**SELECTED TEXT**
2024-12-01
10 min read

Serverless Architecture: The Hard Lessons

Everyone told us not to use serverless for a production startup. We did it anyway. Here is what broke, and how we fixed it.

AWSServerlessArchitecture

Serverless Architecture: The Hard Lessons

When I started building ReachGig, I made a bet on serverless architecture that many people told me was stupid.

"Serverless is for toy apps," they said. "You'll hit cold starts." "Vendor lock-in will kill you."

They weren't entirely wrong. But neither were we.

Eighteen months later, our AWS serverless stack was handling thousands of users with 99.8% uptime, and our infrastructure bill was a fraction of what a traditional EC2 cluster would have cost. But getting there wasn't a straight line. We hit walls. We had APIs meant to be fast that took 3 seconds to load. We had debugging sessions that made me question my career choices.

Saved entries

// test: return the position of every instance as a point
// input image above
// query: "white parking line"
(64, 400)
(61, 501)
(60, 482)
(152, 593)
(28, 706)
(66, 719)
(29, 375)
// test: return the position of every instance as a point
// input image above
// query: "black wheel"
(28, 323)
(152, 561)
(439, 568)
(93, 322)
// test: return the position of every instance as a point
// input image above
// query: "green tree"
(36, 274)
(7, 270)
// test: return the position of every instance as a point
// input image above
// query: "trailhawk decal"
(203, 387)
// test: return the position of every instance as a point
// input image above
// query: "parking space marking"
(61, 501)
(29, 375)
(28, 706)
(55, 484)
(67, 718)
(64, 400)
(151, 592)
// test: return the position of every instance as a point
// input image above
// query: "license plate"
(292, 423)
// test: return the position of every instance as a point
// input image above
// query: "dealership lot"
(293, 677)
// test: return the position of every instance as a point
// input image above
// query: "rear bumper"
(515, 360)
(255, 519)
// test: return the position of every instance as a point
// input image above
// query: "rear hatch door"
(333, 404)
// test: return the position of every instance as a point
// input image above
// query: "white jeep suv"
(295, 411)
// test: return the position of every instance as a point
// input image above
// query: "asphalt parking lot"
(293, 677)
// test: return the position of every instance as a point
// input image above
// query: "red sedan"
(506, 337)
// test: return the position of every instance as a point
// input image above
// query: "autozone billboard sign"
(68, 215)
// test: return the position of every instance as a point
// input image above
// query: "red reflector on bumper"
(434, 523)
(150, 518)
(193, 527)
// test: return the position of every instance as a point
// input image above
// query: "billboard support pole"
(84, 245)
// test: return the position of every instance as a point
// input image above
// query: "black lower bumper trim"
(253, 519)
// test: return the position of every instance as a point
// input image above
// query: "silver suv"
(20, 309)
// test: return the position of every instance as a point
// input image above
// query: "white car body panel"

**WHAT THE EXERCISE ASKS**
Using the serverless article, explain in one to three sentences why the author says of the critics, "They weren't entirely wrong. But neither were we." Rely only on the serverless article for your answer.

**WRITTEN ANSWER**
The critics had a point because the team hit walls, such as APIs meant to be fast that took 3 seconds to load and debugging sessions that made the author question their career choices. The team was also right because, eighteen months later, the AWS serverless stack was handling thousands of users with 99.8% uptime. Its infrastructure bill was a fraction of what a traditional EC2 cluster would have cost.